Items from a dataset:
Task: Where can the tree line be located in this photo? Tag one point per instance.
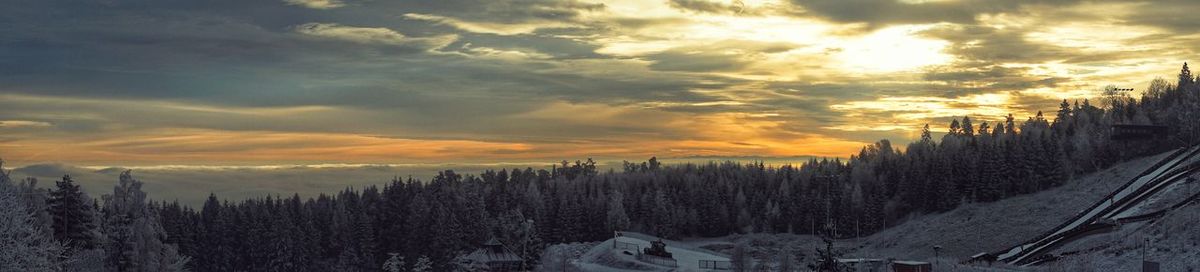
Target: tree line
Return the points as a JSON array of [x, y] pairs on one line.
[[426, 225]]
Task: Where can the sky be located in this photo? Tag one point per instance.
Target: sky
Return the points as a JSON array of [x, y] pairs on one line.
[[184, 83]]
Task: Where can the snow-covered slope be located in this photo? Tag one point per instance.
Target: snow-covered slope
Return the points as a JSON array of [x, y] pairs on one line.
[[989, 227]]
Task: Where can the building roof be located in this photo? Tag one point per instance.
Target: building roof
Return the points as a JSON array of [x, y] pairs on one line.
[[493, 252]]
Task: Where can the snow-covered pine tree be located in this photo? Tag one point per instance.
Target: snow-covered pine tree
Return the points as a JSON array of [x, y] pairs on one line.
[[133, 230], [73, 219], [423, 265], [395, 263], [616, 218], [23, 245]]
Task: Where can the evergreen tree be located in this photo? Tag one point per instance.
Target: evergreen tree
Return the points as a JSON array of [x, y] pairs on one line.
[[395, 263], [73, 218], [23, 245], [1186, 77], [617, 219], [133, 230]]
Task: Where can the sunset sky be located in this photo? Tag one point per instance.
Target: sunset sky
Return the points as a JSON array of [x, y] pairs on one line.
[[364, 82]]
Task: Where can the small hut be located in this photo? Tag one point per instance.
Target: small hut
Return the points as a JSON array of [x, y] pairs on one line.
[[658, 248], [911, 266], [495, 257]]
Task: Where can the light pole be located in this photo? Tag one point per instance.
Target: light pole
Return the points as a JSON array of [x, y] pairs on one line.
[[936, 255]]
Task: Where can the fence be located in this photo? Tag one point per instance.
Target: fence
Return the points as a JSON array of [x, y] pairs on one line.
[[658, 260], [715, 265]]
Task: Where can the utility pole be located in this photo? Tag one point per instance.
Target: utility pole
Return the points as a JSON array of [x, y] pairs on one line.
[[936, 255]]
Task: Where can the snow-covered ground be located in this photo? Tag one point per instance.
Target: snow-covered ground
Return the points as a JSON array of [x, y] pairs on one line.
[[990, 227], [987, 227], [1105, 209]]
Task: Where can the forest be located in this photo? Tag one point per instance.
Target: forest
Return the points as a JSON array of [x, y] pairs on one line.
[[424, 225]]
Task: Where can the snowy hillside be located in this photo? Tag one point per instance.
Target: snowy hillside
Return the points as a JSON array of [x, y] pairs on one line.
[[990, 227]]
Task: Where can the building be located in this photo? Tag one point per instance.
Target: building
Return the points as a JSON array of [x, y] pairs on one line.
[[864, 265], [911, 266], [493, 257]]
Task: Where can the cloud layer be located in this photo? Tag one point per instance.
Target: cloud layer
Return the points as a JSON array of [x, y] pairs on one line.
[[149, 83]]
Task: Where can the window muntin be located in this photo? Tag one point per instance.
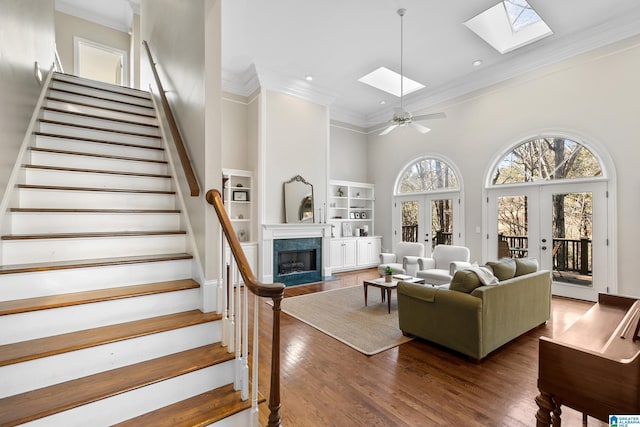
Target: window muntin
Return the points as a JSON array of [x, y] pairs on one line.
[[545, 159], [427, 175]]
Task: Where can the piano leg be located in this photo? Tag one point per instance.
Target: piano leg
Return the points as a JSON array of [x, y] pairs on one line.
[[548, 411]]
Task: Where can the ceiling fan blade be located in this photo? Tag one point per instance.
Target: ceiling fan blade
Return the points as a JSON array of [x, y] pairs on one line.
[[419, 127], [388, 129], [430, 116]]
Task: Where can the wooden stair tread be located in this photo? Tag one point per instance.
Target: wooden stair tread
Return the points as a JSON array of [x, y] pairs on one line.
[[200, 410], [80, 82], [86, 297], [102, 156], [108, 190], [107, 172], [110, 211], [99, 262], [32, 405], [98, 141], [91, 234], [119, 101], [96, 128], [94, 116], [84, 104], [72, 341]]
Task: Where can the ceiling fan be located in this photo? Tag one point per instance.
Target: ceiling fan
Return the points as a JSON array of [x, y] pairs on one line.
[[400, 116]]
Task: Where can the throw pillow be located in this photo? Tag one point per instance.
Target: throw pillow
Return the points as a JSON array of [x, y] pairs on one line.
[[526, 266], [464, 281], [504, 269]]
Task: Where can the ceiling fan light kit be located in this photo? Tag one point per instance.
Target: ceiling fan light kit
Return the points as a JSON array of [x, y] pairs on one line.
[[400, 116]]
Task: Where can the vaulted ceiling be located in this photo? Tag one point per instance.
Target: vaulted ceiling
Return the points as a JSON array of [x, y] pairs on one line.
[[275, 44]]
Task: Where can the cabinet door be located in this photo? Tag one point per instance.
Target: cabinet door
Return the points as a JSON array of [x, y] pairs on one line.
[[350, 250], [337, 253]]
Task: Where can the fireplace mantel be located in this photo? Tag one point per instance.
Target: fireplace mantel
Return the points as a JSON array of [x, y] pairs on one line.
[[271, 232]]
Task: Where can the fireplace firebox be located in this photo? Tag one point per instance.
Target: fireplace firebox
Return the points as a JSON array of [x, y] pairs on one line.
[[297, 261]]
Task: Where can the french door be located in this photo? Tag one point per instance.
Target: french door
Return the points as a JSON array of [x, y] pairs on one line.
[[563, 226], [430, 219]]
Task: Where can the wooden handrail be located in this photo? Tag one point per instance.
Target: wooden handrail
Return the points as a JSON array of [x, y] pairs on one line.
[[175, 131], [275, 291]]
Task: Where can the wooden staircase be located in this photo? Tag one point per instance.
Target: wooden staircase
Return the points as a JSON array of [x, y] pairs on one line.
[[100, 318]]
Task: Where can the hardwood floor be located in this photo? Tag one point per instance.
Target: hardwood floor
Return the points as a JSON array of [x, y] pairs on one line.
[[326, 383]]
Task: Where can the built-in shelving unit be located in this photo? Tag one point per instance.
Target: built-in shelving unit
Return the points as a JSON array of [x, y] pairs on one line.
[[238, 200], [350, 210], [351, 207]]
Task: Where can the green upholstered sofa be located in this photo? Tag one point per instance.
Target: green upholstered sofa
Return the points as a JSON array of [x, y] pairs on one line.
[[478, 322]]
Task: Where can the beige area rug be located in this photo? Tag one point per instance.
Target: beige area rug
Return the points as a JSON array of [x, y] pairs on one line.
[[341, 314]]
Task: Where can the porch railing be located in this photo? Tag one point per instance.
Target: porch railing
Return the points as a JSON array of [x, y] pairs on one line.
[[568, 254], [236, 319]]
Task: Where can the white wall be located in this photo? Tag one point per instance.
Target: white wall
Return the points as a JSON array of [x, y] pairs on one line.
[[68, 26], [295, 142], [349, 152], [27, 36], [185, 40], [594, 95]]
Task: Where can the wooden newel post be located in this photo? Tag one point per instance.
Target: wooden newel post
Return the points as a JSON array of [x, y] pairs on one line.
[[274, 397]]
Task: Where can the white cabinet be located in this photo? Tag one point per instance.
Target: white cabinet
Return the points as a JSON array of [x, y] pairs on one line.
[[343, 254], [350, 208], [354, 252], [368, 251], [238, 202]]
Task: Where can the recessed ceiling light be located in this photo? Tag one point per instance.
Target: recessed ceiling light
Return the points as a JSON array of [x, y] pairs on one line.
[[389, 81], [509, 25]]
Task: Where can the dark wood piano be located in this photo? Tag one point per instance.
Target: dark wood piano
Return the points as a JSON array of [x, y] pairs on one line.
[[593, 367]]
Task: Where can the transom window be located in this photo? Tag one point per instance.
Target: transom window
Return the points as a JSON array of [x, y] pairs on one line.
[[544, 159], [427, 175]]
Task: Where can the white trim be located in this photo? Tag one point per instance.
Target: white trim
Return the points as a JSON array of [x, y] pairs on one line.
[[124, 76]]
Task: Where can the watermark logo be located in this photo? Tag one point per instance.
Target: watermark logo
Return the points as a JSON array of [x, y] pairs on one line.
[[624, 420]]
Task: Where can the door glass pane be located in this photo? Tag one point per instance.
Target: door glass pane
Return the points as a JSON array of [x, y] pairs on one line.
[[441, 222], [513, 226], [572, 215], [410, 211]]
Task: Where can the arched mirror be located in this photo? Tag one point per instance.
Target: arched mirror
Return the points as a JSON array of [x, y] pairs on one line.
[[298, 200]]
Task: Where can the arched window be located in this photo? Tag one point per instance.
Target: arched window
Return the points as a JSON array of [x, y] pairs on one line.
[[425, 175], [544, 159]]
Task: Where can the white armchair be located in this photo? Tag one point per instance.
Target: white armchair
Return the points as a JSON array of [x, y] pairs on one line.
[[404, 260], [444, 262]]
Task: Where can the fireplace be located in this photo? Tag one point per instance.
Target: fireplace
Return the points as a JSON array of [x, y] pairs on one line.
[[297, 261]]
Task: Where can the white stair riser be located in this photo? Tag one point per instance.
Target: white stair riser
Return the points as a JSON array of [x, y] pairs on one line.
[[38, 250], [142, 400], [99, 163], [101, 93], [35, 198], [98, 148], [124, 106], [42, 283], [71, 222], [96, 122], [63, 178], [44, 323], [99, 85], [46, 371], [96, 111], [61, 129]]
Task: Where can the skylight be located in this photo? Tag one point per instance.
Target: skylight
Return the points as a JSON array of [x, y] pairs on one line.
[[389, 81], [509, 25]]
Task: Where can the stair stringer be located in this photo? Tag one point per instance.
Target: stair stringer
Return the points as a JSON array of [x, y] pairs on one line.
[[209, 288], [23, 155]]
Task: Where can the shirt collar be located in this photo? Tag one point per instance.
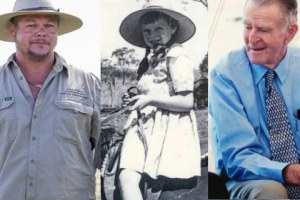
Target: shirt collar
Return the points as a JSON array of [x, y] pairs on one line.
[[281, 69], [59, 65]]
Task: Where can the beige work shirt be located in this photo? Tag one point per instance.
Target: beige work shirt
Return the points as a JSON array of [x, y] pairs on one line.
[[45, 145]]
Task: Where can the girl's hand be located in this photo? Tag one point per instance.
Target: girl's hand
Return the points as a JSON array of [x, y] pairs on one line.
[[125, 99], [141, 102]]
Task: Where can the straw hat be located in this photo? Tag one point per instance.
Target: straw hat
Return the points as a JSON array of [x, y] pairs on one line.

* [EXERCISE DETAILS]: Reproduce the stretch of items from the very beginning through the line containing "218], [23, 245]]", leaving out the pictures.

* [WRITTEN SOLUTION]:
Task: Where can the tree line be located in this photo? Tag one point per instance.
Target: tree line
Return the points as a JSON array of [x, y] pairs on one line.
[[426, 225]]
Task: Where can the sky be located in this photo? Tag one point per instance.
Target: sky
Return the points as a JSON array of [x, y] pairs on one line.
[[184, 83]]
Task: Where can the snow-covered slope be located in this photo? Tag one point per instance.
Target: snow-covered slope
Return the points as a JSON array of [x, y] pairs on one line.
[[989, 227]]
Task: Where can the building roof be located in this photo? Tag one point per instance.
Target: building roof
Return the points as a JSON array of [x, y] pairs on one line.
[[493, 252]]
Task: Where can the snow-covered pine tree be located in this photo? Tag one point per instance.
Target: snow-covered pine tree
Return the points as a JSON array of [x, y] pairs on one line.
[[133, 230], [73, 219], [423, 265], [395, 263], [616, 218], [23, 245]]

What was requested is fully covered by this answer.